Sunday, December 5, 2010

I am Thankful for My Mother’s Birthday

Today is the day we would have celebrated my mother’s eightieth birthday. We would have celebrated her birth today but she wasn’t born on December fifth. She had always thought that was her birthday, but she, like all of her siblings, was born at home without a doctor present. When she turned sixty-two she applied for social security as a dependent of my Dad. (She had never worked outside of the home.) When she went to get proof of birth she discovered her birth date was actually December 6.

Mom passed over into the presence of the Lord at the end of March, 1998. Her life was marked by uncommon love: love for God, love for the Word of God, love for my father, love for her children and grandchildren, love for her parents and siblings, love for her nieces and nephews and their children, love for her church family, and the list goes on. Her love was deep, longsuffering, and pure.

Her sixty-eight years were also marked by uncommon pain, physical pain. She had chronic kidney problems from the time of her early teens: stones, tumors, prolapsed valve, and atrophy. In the late sixties she was told she had just a few years to live. God promised her she would live to see her children grow up and she did. He didn’t promise her freedom from pain and she suffered daily. In her words, “it’s like a hot knife stuck through my kidney and someone is twisting it all the time.” In 1976 one of her kidneys was removed and she was told that she would soon have to live on dialysis. God promised her she would not have to live on dialysis and she didn’t. For twenty years a series of doctors told her she would be on dialysis within six months, but she never was at least not until the last three days of her life.
------------------------------------
■ **How to complete this task**: Continue the remembrance of the mother's birthday from its final sentence.
------------------------------------
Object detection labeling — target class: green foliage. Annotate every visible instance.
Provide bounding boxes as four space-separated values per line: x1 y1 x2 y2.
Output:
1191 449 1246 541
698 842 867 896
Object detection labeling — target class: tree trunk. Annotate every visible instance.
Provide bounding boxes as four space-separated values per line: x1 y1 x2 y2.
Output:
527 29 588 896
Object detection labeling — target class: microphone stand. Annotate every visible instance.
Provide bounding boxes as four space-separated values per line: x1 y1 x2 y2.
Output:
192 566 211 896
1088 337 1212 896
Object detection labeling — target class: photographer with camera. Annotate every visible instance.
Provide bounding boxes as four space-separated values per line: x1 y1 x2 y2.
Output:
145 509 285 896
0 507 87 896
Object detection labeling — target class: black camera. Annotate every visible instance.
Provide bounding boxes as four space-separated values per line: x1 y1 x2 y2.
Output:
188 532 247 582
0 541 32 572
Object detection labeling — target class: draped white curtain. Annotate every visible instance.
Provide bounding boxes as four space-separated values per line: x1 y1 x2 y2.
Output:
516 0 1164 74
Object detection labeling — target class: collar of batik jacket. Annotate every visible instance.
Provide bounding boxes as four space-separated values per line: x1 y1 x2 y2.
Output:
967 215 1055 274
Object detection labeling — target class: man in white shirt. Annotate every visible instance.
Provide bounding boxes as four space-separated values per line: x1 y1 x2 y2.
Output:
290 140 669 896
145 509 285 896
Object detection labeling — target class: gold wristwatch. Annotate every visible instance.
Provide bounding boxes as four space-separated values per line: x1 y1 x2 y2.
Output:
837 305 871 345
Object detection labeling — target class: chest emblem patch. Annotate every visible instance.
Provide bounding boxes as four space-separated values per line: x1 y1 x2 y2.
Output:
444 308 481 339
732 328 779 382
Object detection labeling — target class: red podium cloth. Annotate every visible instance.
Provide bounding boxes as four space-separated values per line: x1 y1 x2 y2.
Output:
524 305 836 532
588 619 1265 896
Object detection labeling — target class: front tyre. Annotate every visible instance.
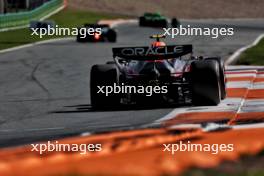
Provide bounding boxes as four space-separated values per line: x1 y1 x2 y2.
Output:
205 57 226 100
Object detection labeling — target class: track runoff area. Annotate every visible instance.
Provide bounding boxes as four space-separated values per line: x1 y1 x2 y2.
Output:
0 18 264 176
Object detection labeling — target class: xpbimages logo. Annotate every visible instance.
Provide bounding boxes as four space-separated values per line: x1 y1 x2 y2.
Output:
163 141 234 155
31 25 102 38
163 25 234 39
97 83 168 97
31 141 102 155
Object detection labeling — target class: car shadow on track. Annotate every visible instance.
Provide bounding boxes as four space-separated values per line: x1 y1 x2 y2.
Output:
49 104 179 113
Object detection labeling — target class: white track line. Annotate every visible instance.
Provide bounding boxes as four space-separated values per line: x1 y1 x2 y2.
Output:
0 37 74 54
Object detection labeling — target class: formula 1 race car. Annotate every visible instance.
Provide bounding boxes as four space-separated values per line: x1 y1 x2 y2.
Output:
139 13 180 28
76 24 117 42
90 35 226 109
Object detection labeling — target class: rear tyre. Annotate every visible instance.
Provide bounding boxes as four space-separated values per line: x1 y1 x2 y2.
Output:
107 29 117 42
191 60 221 106
139 17 146 26
205 57 226 100
90 64 120 109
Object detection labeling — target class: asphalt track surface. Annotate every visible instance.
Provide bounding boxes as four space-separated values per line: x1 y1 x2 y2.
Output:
0 20 264 147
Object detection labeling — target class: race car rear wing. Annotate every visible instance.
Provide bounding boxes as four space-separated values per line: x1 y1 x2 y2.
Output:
113 45 192 60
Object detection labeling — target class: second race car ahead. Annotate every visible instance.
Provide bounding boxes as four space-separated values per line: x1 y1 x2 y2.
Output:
90 35 226 109
76 24 117 42
139 13 180 28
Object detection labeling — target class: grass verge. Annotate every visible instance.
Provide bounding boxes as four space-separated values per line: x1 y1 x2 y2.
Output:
0 9 124 50
236 39 264 65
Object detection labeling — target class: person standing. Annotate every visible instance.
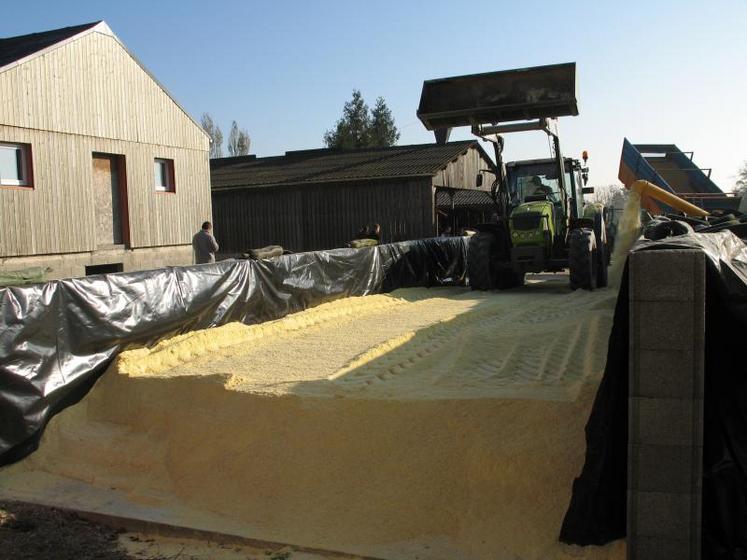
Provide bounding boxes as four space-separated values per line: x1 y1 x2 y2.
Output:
192 222 218 264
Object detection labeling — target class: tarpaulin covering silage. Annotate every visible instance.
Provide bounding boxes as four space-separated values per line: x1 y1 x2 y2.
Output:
0 237 468 465
560 231 747 559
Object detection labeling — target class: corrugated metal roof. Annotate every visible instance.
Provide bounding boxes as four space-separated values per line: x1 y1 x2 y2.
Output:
0 21 101 68
210 140 490 190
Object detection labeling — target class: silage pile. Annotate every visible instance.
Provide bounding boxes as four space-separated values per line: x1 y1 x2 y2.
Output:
2 283 624 560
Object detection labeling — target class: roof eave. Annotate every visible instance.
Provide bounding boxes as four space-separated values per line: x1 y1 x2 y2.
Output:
210 172 437 191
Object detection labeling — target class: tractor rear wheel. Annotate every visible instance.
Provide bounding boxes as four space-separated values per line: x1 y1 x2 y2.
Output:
467 231 498 290
568 228 599 290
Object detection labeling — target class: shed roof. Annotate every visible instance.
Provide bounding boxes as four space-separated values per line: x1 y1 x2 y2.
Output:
0 21 101 68
210 140 492 190
0 20 207 140
436 188 495 208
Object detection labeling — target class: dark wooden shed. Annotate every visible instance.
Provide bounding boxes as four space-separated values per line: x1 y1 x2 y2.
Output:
210 140 495 254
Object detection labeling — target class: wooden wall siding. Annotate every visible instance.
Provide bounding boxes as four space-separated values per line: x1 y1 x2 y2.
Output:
213 178 435 252
0 28 209 150
433 148 495 191
0 124 211 257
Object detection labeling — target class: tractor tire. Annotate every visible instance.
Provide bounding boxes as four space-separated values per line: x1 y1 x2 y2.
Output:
568 228 599 290
467 231 498 290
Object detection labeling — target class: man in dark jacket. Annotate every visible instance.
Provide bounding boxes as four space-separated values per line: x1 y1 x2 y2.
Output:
192 222 218 264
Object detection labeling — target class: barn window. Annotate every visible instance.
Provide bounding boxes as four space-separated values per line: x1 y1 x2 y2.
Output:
0 142 32 187
153 158 175 192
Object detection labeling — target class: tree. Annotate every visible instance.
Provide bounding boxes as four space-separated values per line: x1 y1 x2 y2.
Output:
228 121 251 157
324 89 399 150
734 161 747 196
200 113 223 158
324 89 371 150
368 97 399 148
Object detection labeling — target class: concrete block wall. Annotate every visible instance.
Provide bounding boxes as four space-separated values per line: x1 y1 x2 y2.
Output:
627 250 705 560
0 245 193 280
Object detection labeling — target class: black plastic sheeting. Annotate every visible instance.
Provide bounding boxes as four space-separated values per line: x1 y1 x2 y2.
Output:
560 231 747 560
0 237 468 465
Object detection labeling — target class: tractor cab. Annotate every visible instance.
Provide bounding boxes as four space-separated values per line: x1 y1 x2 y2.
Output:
506 158 583 272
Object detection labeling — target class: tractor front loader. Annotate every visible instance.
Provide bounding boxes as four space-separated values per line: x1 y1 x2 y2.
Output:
418 63 609 290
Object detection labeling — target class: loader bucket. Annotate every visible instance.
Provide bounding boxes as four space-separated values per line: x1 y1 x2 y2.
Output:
418 62 578 130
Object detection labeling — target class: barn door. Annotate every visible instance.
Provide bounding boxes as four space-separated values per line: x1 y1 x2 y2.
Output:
93 154 129 248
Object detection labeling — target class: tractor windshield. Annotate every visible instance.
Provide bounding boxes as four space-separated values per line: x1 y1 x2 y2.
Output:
509 164 561 206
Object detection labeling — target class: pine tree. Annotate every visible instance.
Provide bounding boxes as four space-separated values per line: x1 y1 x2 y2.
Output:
324 89 371 150
228 121 251 157
734 161 747 196
368 97 399 148
200 113 223 158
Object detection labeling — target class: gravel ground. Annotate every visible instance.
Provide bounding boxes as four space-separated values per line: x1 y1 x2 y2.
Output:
0 502 137 560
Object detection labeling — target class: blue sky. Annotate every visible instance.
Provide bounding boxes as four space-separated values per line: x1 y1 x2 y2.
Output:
0 0 747 190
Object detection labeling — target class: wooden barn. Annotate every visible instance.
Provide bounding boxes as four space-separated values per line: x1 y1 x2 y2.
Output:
210 140 495 255
0 22 211 278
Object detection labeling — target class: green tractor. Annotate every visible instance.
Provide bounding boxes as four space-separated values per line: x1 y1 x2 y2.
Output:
418 63 609 290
------------------------------------
■ **Exercise response**:
Everyone who knew my mother knew she was passionate about serving God. She loved to teach and preach the Bible. The Presence and the Word of God were woven into every conversation. Those who spent any time in her house knew she was a fervent prayer warrior. She talked to God and He often talked to her. When she died I became a catholic in the sense that I now occasionally talk to a saint in heaven with full assurance that she is praying for me and that she has the ear of Jesus. If God answered her prayers when she was with us, surely He is answering her prayers now that she is with Him.

Missing her greatly and remembering her fondly on her birthday.

Cleveland, Tennessee
December 5, 2010
JDJ

1 comment:

Anonymous said...

I miss her also. I miss her love, her cooking, and I really miss her prayers.